■ SHORT EXERCISE:
Please reproduce the material below word for word, starting with the line that contains "If you could point to the stone foundation" and going on through the final line, with both of those lines included.

■ INFORMATION SHOWN:
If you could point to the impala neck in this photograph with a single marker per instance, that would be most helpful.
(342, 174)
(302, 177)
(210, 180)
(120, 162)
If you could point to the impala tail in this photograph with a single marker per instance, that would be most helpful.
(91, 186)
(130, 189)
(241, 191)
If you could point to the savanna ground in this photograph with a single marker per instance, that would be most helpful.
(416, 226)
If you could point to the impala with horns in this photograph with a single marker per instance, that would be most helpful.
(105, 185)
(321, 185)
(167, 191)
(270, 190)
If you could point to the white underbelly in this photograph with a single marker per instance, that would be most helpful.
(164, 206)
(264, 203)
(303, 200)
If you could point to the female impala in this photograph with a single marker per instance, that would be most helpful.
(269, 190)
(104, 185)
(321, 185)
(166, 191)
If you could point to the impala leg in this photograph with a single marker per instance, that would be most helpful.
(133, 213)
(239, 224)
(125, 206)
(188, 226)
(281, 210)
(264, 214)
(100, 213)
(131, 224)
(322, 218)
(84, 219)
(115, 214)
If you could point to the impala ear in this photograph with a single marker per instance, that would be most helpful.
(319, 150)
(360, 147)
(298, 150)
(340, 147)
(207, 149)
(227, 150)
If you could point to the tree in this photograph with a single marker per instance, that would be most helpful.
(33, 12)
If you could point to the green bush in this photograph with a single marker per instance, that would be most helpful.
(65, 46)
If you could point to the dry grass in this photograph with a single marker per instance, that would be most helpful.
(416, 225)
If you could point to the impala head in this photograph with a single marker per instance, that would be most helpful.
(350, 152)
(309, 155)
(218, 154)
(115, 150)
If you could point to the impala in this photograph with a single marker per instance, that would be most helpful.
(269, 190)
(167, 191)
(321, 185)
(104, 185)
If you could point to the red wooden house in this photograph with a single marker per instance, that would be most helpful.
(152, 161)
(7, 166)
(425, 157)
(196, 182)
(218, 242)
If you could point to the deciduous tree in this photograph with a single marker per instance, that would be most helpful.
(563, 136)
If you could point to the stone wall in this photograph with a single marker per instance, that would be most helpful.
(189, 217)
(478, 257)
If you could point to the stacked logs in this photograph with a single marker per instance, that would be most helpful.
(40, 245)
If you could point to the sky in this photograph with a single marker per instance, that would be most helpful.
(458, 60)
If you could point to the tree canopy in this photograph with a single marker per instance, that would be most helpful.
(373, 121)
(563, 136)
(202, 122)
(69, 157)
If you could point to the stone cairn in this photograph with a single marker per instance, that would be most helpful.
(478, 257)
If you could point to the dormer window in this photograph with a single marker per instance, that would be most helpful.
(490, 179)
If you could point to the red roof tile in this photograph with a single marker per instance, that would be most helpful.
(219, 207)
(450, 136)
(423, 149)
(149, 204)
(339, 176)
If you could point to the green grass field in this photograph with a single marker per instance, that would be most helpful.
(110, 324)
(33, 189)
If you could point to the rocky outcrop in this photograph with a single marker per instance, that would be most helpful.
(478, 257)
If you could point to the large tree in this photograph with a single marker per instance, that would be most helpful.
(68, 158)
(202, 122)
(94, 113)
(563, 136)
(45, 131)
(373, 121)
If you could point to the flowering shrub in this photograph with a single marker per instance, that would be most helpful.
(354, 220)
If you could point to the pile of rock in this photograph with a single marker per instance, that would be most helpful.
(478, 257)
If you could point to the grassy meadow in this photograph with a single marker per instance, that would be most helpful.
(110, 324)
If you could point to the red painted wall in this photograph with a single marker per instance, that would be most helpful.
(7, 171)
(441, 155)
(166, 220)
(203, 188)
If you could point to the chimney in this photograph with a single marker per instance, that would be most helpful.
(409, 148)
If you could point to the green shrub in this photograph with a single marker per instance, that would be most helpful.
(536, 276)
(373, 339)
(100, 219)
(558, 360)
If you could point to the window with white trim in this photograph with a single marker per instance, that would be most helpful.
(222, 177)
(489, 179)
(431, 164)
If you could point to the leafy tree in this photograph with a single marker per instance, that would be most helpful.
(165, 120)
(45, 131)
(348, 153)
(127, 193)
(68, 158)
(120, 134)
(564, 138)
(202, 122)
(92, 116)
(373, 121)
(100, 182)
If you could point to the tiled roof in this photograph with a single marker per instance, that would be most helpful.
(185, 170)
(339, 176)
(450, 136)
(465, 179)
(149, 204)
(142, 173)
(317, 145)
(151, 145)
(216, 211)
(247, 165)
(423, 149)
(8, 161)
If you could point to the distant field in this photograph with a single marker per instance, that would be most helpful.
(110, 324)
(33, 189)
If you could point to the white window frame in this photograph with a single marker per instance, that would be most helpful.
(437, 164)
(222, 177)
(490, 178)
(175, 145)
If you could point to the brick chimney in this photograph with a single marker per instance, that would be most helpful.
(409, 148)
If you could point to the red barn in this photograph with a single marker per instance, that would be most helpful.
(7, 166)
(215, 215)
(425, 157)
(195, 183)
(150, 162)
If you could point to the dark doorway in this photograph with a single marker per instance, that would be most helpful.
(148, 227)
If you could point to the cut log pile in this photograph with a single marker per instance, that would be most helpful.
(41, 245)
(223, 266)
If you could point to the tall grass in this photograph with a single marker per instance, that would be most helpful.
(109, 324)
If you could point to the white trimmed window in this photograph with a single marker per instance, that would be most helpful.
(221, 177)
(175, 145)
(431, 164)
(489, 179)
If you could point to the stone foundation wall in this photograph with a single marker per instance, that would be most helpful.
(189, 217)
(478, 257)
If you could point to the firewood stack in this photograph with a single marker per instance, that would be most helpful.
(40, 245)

■ SOLUTION TO THE EXERCISE:
If you could point to the stone foundation wall in this photograph with a single marker per instance, that would be most helpful.
(189, 217)
(478, 257)
If you could point to the firewood stack in this photograph with a single marker per instance, that would be most helpful.
(40, 245)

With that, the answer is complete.